TEXT PASSAGE –
++++

Is Anyone in Charge Here? is a critical conversation with the seminal Lynn White paper, “The Historical Roots of Our Ecologic Crisis.” Easter Island, New Zealand, and ancient Mesopotamia, biblical exegesis, historical theology, monastic movements, and current environmental challenges are all explored. It examines the roots of the idea of human dominion, how the idea has been understood through the centuries, how people have worked it into their living, and how it might be constructively applied in our current crisis. All this is theologically evaluated in the light of Jesus Christ being both the true human, and God’s way of involvement in the world as creative Word, representative image, and serving Lord.

Selwyn Yeoman has served as minister of Christ in the Presbyterian Church of Aotearoa New Zealand since 1979. Two parishes had strongly rural interests where land care issues were paramount. Others were city churches where the built, urban environment was the context for creation care. In 2005, he worked in conservation and community development in Tibetan China. He has degrees in geography from the University of Auckland and divinity from the University of Otago.


A leading New Zealand public servant in the environmental area, on hearing of your project asked, “What on Earth would he do that for?” So tell us why?

++++

DATASET –
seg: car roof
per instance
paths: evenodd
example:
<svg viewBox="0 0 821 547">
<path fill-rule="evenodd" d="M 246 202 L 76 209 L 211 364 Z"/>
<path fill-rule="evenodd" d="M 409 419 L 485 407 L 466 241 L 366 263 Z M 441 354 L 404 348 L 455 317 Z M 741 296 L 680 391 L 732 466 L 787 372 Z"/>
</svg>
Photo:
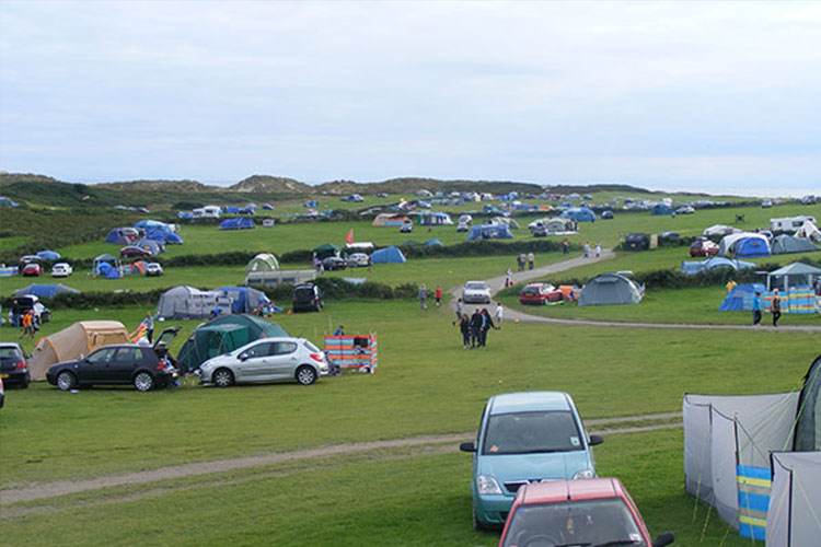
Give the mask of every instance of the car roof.
<svg viewBox="0 0 821 547">
<path fill-rule="evenodd" d="M 522 503 L 624 498 L 624 486 L 617 478 L 550 480 L 525 485 Z"/>
<path fill-rule="evenodd" d="M 533 410 L 570 410 L 570 396 L 564 392 L 523 392 L 494 395 L 487 403 L 492 415 Z"/>
</svg>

++++

TASK INSTRUCTIONS – Write out the stretch of the book description from "A leading New" through "tell us why?". The material comes from a source unrelated to the book description.

EXERCISE ANSWER –
A leading New Zealand public servant in the environmental area, on hearing of your project asked, “What on Earth would he do that for?” So tell us why?